■ Requirement A ■
List the authors named at the top of the text on anonymizing DICOM data.
■ Requirement B ■
Continue the text on anonymizing DICOM data from where it stops.

■ Excerpted text ■
--- START ---
Βy Prof Kostas Marias [Foundation for Research and Technology – Hellas (FORTH)], Ioannis Karatzanis [Foundation for Research and Technology – Hellas (FORTH)] and Katerina Nikiforaki [Foundation for Research and Technology – Hellas (FORTH)]
Anonymization is an irreversible processing operation that consists of using a set of techniques in such a way as to make it impossible, in practice, to identify the person by any means. This process is challenging when dealing with DICOM formatted data. The complexity lies in anonymizing while preserving the value of the DICOM dataset. As a result, the process of defining the optimal data anonymization strategy, especially for data sharing purposes, has proven to be a major technical challenge.
From the beginning of the ProCAncer-I project, it became obvious that different clinical sites had a variable degree of experience and deployed a number of different technological solutions to anonymize data. In the data sharing context, if there is no common strategy regarding anonymisation, it can create discrepancies and heterogeneity in the data collected. Having in mind that one of the goals of the project is the creation of the ProstateNET, a publicly accessible mpMRI data repository, it was of utmost importance to deal with this from the beginning.
For these reasons, a common anonymization strategy had to be defined and adopted, taking into consideration all different data types to be collected. A series of discussions took place between legal, clinical and technical partners in search of common ground. At the same time, an exhaustive analysis of relevant available technological solutions took place in order to explore the functionalities of each tool and evaluate its performance on the specific type of data the project is dealing with. At the end of the process, the partners agreed to adopt a ‘whitelisting’ anonymisation strategy. The whitelisting approach was considered appropriate for both retrospective as well as prospective data. The major decisions reached regarding the anonymization process are described below:
- Each Clinical institution will use the tools that are currently used for data anonymization within the hospital site. Such tools are usually classified as ‘blacklisting tools’, meaning that a dedicated software removes or modifies selected tags from the series’ list of DICOM tags. These tags are usually tags with personal information or tags with information that can lead to the identification of an individual. All other DICOM tags are maintained when using the black-listing anonymization approach. It is obvious that this process may generate heterogeneities.
--- END ---
■ Data under study ■
--- START ---
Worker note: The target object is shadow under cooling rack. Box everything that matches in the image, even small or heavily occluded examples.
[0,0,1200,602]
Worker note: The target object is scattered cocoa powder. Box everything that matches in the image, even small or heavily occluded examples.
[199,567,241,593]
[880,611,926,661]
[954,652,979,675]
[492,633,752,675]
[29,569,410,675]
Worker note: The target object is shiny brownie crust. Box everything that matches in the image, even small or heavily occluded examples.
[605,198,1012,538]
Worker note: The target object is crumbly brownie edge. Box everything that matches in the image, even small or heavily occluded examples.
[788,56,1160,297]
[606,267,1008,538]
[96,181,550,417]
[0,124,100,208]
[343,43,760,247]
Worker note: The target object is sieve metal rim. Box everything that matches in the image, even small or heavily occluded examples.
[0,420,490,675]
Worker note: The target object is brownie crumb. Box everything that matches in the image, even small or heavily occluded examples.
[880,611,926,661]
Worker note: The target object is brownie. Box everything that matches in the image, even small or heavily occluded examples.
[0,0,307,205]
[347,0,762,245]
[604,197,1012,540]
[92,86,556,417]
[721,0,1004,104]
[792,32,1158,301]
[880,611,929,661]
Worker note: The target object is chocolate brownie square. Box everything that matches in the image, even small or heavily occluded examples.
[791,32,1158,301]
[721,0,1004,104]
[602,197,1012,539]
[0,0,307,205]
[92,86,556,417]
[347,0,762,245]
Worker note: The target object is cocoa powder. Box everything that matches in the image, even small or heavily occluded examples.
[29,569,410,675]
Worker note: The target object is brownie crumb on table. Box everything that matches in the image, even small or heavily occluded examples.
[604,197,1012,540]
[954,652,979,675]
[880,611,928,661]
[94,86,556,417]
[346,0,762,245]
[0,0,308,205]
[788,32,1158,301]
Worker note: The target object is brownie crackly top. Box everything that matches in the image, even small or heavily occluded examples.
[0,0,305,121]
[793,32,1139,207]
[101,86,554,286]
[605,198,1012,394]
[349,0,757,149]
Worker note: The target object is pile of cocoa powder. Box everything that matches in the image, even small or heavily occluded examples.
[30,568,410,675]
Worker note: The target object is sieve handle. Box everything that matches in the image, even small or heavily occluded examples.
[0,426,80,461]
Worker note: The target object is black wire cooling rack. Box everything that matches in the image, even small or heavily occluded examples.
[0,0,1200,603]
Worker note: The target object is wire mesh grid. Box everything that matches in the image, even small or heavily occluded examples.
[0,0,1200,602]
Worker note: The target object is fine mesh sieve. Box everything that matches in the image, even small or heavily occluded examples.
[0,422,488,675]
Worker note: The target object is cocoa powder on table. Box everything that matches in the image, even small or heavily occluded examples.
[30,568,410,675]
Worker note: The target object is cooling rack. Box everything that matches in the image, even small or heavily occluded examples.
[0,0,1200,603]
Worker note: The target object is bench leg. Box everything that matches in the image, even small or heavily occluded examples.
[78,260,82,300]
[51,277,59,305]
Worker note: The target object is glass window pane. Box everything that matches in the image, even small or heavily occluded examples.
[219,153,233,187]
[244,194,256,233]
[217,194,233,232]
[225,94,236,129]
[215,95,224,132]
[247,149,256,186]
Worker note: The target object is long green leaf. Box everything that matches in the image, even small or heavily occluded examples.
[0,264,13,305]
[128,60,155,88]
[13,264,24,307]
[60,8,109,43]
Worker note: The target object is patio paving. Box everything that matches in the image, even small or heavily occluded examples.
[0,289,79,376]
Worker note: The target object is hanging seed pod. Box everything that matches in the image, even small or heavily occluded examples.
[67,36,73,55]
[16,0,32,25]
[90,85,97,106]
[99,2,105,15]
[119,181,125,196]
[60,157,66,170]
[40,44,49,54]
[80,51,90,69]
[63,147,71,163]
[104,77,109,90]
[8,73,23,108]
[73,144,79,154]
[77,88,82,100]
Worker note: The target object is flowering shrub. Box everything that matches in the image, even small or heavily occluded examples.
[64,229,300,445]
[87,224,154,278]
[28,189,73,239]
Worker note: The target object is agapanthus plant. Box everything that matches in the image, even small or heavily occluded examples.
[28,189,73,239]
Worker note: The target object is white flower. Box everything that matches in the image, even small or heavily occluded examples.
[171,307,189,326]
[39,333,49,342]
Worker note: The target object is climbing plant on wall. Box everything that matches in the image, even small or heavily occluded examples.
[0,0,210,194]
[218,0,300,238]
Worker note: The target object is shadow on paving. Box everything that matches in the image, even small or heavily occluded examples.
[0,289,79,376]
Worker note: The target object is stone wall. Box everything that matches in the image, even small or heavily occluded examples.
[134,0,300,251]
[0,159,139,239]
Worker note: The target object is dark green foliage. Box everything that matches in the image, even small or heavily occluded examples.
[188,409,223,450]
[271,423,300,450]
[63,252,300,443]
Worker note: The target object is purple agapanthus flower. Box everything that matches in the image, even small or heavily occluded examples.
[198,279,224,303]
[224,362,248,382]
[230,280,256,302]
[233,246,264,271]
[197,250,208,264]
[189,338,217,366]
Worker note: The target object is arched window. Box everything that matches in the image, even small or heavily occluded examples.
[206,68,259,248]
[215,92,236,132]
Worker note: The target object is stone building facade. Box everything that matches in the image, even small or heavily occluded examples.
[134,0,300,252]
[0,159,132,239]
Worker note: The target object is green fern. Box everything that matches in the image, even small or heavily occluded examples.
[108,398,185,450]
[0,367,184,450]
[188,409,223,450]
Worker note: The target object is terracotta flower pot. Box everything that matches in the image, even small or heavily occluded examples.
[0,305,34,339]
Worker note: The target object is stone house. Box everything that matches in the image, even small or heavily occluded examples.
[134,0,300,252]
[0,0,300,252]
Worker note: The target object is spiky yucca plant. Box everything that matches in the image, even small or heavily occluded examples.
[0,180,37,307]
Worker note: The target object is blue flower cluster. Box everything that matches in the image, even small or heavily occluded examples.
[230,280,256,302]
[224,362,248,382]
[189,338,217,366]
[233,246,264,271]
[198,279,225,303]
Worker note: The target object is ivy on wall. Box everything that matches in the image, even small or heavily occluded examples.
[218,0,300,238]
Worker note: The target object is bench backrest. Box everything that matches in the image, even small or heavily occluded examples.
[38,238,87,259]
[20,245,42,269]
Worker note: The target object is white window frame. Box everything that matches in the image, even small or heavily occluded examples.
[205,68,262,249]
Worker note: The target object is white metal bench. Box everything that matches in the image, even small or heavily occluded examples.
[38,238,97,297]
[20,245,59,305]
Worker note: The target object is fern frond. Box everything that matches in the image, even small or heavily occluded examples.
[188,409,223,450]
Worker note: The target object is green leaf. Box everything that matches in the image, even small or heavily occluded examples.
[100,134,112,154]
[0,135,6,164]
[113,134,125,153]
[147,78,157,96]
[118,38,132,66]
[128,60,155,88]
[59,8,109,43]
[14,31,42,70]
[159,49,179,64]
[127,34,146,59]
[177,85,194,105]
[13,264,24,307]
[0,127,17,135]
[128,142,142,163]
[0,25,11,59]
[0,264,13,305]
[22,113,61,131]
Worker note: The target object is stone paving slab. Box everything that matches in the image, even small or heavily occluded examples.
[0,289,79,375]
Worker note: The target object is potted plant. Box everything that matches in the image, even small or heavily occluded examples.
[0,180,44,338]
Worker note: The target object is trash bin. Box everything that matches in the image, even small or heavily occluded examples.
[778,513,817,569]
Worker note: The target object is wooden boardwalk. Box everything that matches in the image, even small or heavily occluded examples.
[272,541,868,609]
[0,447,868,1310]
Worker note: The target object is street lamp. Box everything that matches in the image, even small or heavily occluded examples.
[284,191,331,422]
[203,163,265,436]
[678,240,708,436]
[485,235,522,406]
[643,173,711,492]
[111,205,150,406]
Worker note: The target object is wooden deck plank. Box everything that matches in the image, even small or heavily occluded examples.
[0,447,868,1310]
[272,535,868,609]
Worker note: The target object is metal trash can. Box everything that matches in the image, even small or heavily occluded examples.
--- END ---
■ Expected answer A ■
Prof Kostas Marias, Ioannis Karatzanis, Katerina Nikiforaki

■ Expected answer B ■
- In order to produce a homogenous dataset in terms of the metadata used for the DICOM headers, ProCAncer-I will apply a second anonymisation layer within each hospital. During this phase, only the absolutely necessary DICOM header information required for deciphering quantitative information and AI modelling will be preserved discarding all the other DICOM tags. This approach, referred to as ‘whitelisting’ will retain only those non-personal health information required for AI modelling and at the same time, it will homogenise the anonymized data before final upload. The ‘whitelist’ anonymization process will be performed through the established RSNA DICOM Anonymizer tool that was customized using a custom configuration script. This configuration script implements the DICOM whitelist that the project defined following an iterative process that has been coordinated by Ioannis Karatzanis and Katerina Nikiforaki from FORTH.
- Once the DICOM data goes through the white-list anonymization, it will be uploaded to the ProCAncer-I repository as ‘anonymised data’.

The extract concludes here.